Exercise goal ▸ Locate each line in the items below that contains the string "rimmed" and copy every such line in full.

Dataset rows showing where objects appear ▸
┌────────

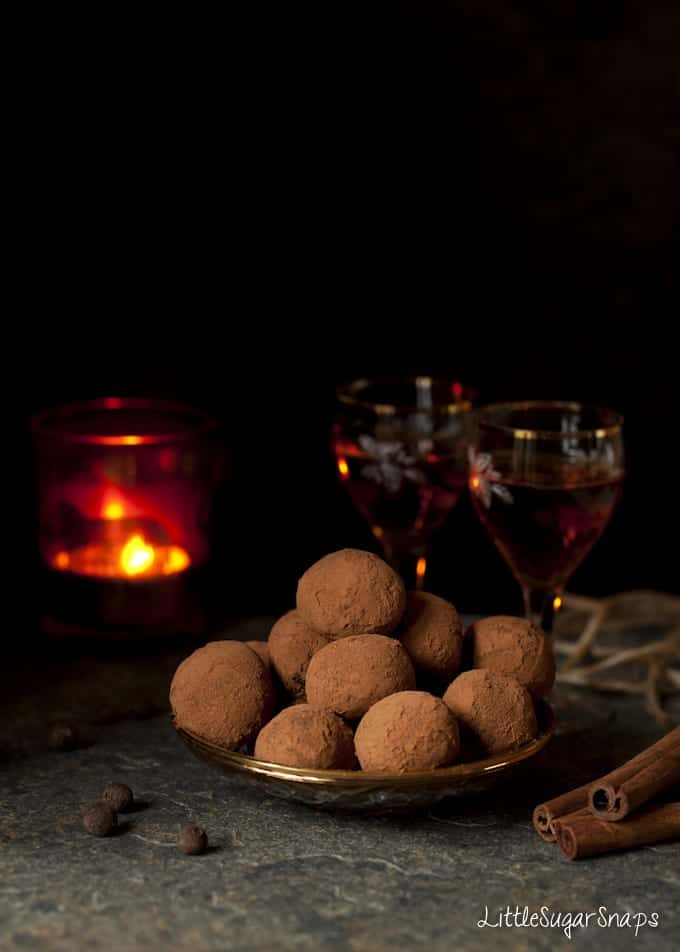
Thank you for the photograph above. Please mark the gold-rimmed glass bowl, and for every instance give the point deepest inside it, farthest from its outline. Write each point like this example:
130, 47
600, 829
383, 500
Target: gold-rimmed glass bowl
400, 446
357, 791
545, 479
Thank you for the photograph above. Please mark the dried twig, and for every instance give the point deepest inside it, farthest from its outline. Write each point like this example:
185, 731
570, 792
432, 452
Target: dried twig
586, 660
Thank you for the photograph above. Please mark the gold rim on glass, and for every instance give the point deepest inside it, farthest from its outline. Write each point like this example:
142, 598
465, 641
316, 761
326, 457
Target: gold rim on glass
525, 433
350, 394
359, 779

└────────
┌────────

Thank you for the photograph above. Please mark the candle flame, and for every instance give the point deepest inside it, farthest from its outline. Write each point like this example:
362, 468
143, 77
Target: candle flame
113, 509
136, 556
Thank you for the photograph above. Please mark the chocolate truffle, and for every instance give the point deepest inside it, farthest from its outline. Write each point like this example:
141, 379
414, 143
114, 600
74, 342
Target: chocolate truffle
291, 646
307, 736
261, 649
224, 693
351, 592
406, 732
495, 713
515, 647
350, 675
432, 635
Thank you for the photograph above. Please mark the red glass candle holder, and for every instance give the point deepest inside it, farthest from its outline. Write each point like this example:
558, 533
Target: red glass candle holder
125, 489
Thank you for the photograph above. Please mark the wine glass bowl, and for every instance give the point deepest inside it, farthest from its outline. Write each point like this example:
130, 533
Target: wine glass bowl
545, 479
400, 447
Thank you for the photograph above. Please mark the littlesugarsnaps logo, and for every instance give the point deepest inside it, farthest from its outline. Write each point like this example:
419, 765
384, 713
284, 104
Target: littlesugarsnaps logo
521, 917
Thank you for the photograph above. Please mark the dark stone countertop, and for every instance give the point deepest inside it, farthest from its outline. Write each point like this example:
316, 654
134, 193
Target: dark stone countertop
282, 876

└────────

Answer below ▸
Thank you for the photograph above. Please mark the gold-rimmed glass bowl, and for every instance give the point deepest inside it, farthest from its outline. Write each point like this example:
Target: gold-rimmed glass bowl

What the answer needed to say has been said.